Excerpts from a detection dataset
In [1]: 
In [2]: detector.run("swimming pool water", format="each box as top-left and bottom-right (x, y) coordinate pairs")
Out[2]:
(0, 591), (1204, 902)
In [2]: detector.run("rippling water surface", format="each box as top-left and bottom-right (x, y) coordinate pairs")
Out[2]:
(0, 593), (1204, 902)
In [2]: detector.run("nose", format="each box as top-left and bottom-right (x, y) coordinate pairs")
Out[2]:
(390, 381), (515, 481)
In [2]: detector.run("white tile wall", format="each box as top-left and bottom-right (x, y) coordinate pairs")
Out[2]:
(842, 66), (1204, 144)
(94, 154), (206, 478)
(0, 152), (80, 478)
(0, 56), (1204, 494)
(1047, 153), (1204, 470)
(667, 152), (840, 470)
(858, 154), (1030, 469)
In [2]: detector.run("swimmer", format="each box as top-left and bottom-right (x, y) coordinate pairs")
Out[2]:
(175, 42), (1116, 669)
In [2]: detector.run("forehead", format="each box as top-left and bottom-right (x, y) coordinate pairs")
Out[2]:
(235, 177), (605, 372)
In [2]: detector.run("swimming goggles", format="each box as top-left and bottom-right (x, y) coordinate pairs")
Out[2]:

---

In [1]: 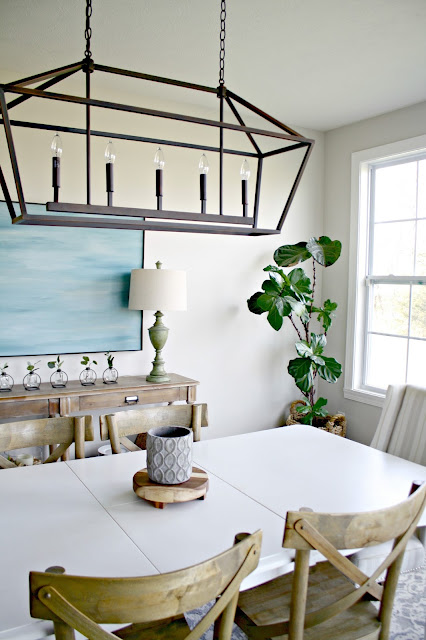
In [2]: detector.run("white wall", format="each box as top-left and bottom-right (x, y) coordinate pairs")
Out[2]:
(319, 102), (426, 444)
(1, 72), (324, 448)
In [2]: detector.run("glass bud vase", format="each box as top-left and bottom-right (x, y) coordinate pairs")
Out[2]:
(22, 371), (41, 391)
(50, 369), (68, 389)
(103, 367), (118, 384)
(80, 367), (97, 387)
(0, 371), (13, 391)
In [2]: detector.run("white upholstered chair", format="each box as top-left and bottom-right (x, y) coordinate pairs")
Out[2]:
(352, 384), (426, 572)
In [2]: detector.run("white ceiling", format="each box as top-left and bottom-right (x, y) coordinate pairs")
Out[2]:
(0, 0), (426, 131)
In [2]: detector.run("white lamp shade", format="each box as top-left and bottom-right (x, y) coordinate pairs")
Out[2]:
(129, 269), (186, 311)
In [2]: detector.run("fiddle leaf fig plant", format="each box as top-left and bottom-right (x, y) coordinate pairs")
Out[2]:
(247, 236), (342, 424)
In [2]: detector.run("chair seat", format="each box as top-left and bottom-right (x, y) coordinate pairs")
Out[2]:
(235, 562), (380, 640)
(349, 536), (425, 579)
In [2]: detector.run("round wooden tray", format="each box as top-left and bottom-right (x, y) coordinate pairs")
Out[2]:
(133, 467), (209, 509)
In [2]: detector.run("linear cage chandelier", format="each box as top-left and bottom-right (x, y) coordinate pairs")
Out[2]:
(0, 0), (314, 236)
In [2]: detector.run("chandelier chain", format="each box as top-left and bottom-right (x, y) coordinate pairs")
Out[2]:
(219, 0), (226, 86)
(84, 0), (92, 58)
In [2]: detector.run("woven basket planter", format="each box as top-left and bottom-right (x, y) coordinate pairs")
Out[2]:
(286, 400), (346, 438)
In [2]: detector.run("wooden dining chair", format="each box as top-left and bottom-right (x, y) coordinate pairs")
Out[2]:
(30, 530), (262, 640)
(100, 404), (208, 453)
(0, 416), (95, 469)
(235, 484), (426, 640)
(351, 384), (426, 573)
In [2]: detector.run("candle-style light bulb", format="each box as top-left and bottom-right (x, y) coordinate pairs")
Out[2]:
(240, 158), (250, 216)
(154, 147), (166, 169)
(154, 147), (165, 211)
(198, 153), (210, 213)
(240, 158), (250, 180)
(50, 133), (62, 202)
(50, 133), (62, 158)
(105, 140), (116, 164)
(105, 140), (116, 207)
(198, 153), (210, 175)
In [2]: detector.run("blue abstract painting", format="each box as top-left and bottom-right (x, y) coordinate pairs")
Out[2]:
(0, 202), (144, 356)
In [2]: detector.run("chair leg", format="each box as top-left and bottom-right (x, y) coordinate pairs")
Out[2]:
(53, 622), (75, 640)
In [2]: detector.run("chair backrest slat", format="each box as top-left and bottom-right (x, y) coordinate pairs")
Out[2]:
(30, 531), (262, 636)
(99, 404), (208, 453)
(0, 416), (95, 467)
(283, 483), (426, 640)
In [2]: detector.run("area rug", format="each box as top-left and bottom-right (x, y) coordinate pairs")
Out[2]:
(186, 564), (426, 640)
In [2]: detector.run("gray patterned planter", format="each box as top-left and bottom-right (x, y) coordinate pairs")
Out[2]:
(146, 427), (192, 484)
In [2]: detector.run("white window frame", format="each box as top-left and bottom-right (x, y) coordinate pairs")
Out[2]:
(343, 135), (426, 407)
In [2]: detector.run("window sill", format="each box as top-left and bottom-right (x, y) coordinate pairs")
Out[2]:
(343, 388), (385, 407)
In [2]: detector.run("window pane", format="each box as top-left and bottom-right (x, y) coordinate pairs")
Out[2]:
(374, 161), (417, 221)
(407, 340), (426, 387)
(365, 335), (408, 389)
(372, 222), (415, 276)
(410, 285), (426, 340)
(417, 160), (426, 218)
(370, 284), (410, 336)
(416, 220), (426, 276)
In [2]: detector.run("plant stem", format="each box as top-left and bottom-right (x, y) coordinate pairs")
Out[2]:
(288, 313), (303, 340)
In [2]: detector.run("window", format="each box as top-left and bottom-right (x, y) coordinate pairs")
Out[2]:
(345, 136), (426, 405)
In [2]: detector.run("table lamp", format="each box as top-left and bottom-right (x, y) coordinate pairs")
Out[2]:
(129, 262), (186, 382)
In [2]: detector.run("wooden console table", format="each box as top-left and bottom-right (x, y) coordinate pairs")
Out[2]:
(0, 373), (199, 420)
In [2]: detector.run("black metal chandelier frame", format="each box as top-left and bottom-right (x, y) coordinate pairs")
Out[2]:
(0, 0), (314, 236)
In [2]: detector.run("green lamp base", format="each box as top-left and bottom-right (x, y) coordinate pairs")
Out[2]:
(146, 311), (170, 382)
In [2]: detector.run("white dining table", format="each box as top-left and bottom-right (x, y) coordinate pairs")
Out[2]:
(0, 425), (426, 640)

#### Given problem:
Tally how many lines in the records above contain the string "swimming". Give only the number.

#### The result:
2